▶ [Data in this exercise]:
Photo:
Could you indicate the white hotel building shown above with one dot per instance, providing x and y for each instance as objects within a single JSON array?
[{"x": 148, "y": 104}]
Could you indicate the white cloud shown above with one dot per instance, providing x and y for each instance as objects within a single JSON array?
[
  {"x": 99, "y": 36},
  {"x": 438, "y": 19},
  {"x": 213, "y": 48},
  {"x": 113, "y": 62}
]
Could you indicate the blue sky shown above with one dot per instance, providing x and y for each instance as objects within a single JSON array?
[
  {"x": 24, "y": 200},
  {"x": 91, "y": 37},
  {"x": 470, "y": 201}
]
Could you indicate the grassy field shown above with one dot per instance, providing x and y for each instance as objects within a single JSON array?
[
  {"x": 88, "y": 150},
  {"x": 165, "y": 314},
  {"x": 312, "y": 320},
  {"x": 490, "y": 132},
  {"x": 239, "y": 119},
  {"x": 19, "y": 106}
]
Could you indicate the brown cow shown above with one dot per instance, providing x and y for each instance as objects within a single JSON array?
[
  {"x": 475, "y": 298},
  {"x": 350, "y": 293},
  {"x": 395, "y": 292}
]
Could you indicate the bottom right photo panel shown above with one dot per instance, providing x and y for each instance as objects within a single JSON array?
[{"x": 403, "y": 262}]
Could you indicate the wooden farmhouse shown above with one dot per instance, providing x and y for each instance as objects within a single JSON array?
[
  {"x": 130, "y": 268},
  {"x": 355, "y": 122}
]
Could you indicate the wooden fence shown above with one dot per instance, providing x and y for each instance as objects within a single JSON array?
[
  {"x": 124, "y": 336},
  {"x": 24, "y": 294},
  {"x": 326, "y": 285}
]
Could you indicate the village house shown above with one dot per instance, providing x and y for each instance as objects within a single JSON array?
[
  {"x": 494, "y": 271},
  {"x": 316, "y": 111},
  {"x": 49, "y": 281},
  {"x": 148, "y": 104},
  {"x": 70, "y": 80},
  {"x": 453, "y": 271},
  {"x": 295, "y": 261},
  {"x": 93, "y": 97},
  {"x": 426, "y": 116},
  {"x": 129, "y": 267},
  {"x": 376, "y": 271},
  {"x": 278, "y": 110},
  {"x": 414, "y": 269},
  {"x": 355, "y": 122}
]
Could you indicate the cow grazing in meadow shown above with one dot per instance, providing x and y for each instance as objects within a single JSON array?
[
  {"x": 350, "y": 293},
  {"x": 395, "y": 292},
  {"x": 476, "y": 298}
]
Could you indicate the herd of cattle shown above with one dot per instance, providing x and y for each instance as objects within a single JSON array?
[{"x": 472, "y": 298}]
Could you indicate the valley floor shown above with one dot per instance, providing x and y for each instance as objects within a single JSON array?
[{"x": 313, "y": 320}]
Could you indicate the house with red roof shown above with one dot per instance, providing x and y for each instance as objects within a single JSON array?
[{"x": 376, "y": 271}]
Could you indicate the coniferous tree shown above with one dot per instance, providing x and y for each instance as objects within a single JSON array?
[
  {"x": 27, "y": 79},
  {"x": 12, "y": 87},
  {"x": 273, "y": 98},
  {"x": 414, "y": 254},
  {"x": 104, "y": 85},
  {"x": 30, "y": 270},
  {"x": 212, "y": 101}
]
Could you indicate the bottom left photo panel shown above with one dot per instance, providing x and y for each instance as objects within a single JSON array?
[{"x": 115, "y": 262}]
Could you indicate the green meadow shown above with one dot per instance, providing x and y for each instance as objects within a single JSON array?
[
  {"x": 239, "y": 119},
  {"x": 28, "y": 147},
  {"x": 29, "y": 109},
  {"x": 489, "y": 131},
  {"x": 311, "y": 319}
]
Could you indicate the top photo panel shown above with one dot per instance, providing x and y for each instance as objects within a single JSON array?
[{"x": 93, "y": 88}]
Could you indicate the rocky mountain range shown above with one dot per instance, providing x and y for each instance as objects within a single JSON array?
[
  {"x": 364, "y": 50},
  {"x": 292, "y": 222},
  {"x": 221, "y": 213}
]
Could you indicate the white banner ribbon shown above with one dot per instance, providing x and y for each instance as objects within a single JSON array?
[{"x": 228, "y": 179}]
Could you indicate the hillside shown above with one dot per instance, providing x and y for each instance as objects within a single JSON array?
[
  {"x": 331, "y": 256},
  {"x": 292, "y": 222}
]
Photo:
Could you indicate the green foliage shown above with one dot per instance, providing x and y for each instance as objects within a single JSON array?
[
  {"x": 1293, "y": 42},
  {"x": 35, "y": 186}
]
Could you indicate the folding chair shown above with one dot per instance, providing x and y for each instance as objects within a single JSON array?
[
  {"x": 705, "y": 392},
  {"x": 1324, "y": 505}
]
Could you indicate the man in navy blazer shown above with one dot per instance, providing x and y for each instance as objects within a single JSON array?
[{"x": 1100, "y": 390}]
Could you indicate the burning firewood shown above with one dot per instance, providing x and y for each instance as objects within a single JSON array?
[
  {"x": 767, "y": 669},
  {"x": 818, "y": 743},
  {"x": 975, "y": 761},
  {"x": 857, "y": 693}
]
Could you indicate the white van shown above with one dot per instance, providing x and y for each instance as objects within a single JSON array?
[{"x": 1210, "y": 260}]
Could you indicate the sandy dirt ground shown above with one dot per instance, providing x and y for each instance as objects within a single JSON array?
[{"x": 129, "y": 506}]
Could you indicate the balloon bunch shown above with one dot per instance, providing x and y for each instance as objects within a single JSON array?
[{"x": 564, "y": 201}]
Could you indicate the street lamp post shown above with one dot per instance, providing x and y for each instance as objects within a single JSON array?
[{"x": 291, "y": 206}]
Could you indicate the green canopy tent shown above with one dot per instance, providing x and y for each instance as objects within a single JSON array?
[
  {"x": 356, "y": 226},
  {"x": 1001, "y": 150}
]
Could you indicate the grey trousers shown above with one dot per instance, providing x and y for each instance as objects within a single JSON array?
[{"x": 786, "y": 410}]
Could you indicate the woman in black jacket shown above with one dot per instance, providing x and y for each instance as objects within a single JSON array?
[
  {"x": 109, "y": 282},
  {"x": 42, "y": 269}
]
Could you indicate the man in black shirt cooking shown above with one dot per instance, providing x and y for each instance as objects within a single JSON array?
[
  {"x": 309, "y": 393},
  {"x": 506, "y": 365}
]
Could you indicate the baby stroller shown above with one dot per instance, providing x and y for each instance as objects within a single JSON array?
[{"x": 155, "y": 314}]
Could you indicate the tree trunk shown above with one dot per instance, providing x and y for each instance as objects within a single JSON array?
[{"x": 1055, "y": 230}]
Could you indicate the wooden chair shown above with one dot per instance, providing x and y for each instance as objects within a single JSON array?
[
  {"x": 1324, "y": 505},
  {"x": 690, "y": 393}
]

▶ [Exercise brief]:
Transcribe every entry, keeping each line exactly as it reads.

▶ [The answer]:
Photo:
Could you indicate the white hotel building shown above with one dot per instance, providing x and y for each instance as objects within a single JSON array?
[{"x": 148, "y": 104}]
Could you indicate the white cloud shown above with one dot per instance, providing x and y for each instance as objects within a single JSON array?
[
  {"x": 99, "y": 36},
  {"x": 438, "y": 19},
  {"x": 213, "y": 48},
  {"x": 113, "y": 62}
]
Could you indicate the blue sky shown above with one dot per instance, providing x and y for each instance as objects within a single JSON array?
[
  {"x": 24, "y": 200},
  {"x": 91, "y": 37},
  {"x": 470, "y": 201}
]
Could you indicate the grassy field shown above with one dot per instance, providing x and y for each instance as objects within a single JSON array?
[
  {"x": 88, "y": 150},
  {"x": 165, "y": 314},
  {"x": 312, "y": 320},
  {"x": 490, "y": 132},
  {"x": 239, "y": 119},
  {"x": 19, "y": 106}
]
Could you indicate the brown cow shown above with one dot per instance, providing x and y for each instance as objects within a single JSON array?
[
  {"x": 475, "y": 298},
  {"x": 350, "y": 293},
  {"x": 395, "y": 292}
]
Could you indicate the bottom right photo panel shown above with one dot per instance, providing x and y for each instance as objects within a single JSON array?
[{"x": 403, "y": 262}]
Could you indicate the wooden farmhouse shown above with one dot per instance, providing x and y for each instance as objects within a single JSON array?
[
  {"x": 130, "y": 268},
  {"x": 355, "y": 122}
]
Could you indicate the wooden fence shown above with one dot per instance, providing x and y for each instance as objects within a single JSON array?
[
  {"x": 124, "y": 336},
  {"x": 24, "y": 294},
  {"x": 326, "y": 285}
]
Could you indicate the village house shown above with one dot per instance, providing x and y for each instance as objects within a single JSON array?
[
  {"x": 494, "y": 271},
  {"x": 316, "y": 111},
  {"x": 49, "y": 281},
  {"x": 148, "y": 104},
  {"x": 70, "y": 80},
  {"x": 453, "y": 271},
  {"x": 295, "y": 261},
  {"x": 93, "y": 97},
  {"x": 426, "y": 116},
  {"x": 129, "y": 267},
  {"x": 376, "y": 271},
  {"x": 278, "y": 110},
  {"x": 414, "y": 269},
  {"x": 355, "y": 122}
]
Could you indicate the cow grazing in meadow shown above with one dot per instance, providing x and y for each instance as objects within a single JSON array?
[
  {"x": 350, "y": 293},
  {"x": 395, "y": 292},
  {"x": 476, "y": 298}
]
Could you indicate the herd of cattle shown above with one dot per instance, providing x and y for each instance as objects within a single JSON array?
[{"x": 472, "y": 298}]
Could you indicate the valley floor shown above with one dot per instance, providing x and y for each instance as objects within a single JSON array?
[{"x": 313, "y": 320}]
Could you indicate the house with red roof shown above with one dot per instance, providing x and y for each instance as objects within a single JSON array?
[{"x": 376, "y": 271}]
Could you indicate the coniferous tree shown above with one dot per instance, providing x and y for each instance as objects within a single JSON array?
[
  {"x": 27, "y": 79},
  {"x": 12, "y": 87},
  {"x": 273, "y": 98},
  {"x": 414, "y": 254},
  {"x": 104, "y": 85},
  {"x": 30, "y": 270},
  {"x": 212, "y": 101}
]
Could you indicate the bottom left photo panel shown above with one dot per instance, providing x and y for each instance as objects within a single JSON array?
[{"x": 115, "y": 262}]
Could you indicate the green meadow shown above with one dot per instance, providing x and y for each instance as objects within a single JSON array?
[
  {"x": 239, "y": 119},
  {"x": 28, "y": 147},
  {"x": 29, "y": 109},
  {"x": 489, "y": 131},
  {"x": 311, "y": 319}
]
Could you indicate the top photo panel shown above with one dot per instance, providing x and y for each instance as objects within a single JSON array?
[{"x": 93, "y": 88}]
Could you indicate the rocky mountain range shown above with one dot per instance, providing x and y for each instance as objects within a single JSON array?
[
  {"x": 364, "y": 50},
  {"x": 292, "y": 222},
  {"x": 221, "y": 213}
]
Could you indicate the white banner ribbon shown above with one dot per instance, providing x and y for each instance as objects within a single JSON array?
[{"x": 228, "y": 179}]
Could you indicate the hillside shown above with one dot per instance, providing x and y for each instance as objects within a single JSON array?
[
  {"x": 331, "y": 256},
  {"x": 292, "y": 222}
]
Photo:
Could you indicate the green foliage shown above with one dot per instance, providing x and y for each instance as objects within a single JSON array?
[
  {"x": 1293, "y": 42},
  {"x": 35, "y": 186}
]
Could you indicate the folding chair shown above with one dot per instance, providing x and y for each instance as objects within a single JSON array?
[
  {"x": 705, "y": 392},
  {"x": 1324, "y": 505}
]
Could you indicate the man in navy blazer shown above with one dot per instance, providing x and y for each instance as objects within a single JSON array?
[{"x": 1100, "y": 390}]
Could you indicate the burning firewood shown above with one dot per instance, providing x and y for each instance as objects within a single JSON array?
[
  {"x": 767, "y": 669},
  {"x": 818, "y": 743},
  {"x": 975, "y": 761},
  {"x": 857, "y": 693}
]
Could you indicate the white van shown above with one dot per instance, providing x and y for each instance as objects within a single JSON array?
[{"x": 1210, "y": 260}]
Could you indicate the sandy dirt ground shown above with one dot per instance, providing x and y for each instance as objects within a single JSON array?
[{"x": 129, "y": 506}]
Could you indicate the balloon bunch shown above with one dot per instance, providing x and y for each instance as objects within a single JSON array?
[{"x": 564, "y": 201}]
Could you indicate the street lamp post shown above with one dot per instance, providing x and y for each instance as objects within a single JSON array?
[{"x": 291, "y": 206}]
Could you indicate the green canopy tent shown above with one dot per instance, providing x and y for each instance as objects within a single JSON array?
[
  {"x": 356, "y": 226},
  {"x": 1001, "y": 150}
]
Could you indicate the grey trousers shown above with one dot per instance, providing x and y for each instance as objects within a single JSON array?
[{"x": 786, "y": 410}]
Could you indicate the woman in black jacket shown above with one dot per instance, providing x and y for each instance as objects within a single JSON array?
[
  {"x": 109, "y": 282},
  {"x": 42, "y": 269}
]
Could you indicate the man in black shirt cooking shown above with one dot per instance, providing x and y for each instance as objects within a single JSON array?
[
  {"x": 309, "y": 393},
  {"x": 506, "y": 365}
]
Could you indicate the baby stroller shown above with one dot per instance, providing x and y for each instance as objects within a single JSON array?
[{"x": 155, "y": 314}]
Could you indicate the tree trunk shown above with one dot per instance, providing x and y for each instance as objects within a single JSON array?
[{"x": 1055, "y": 230}]
Could you indicate the wooden chair shown above with one dot per instance, providing x and y for each instance as objects within a single JSON array?
[
  {"x": 1324, "y": 505},
  {"x": 690, "y": 393}
]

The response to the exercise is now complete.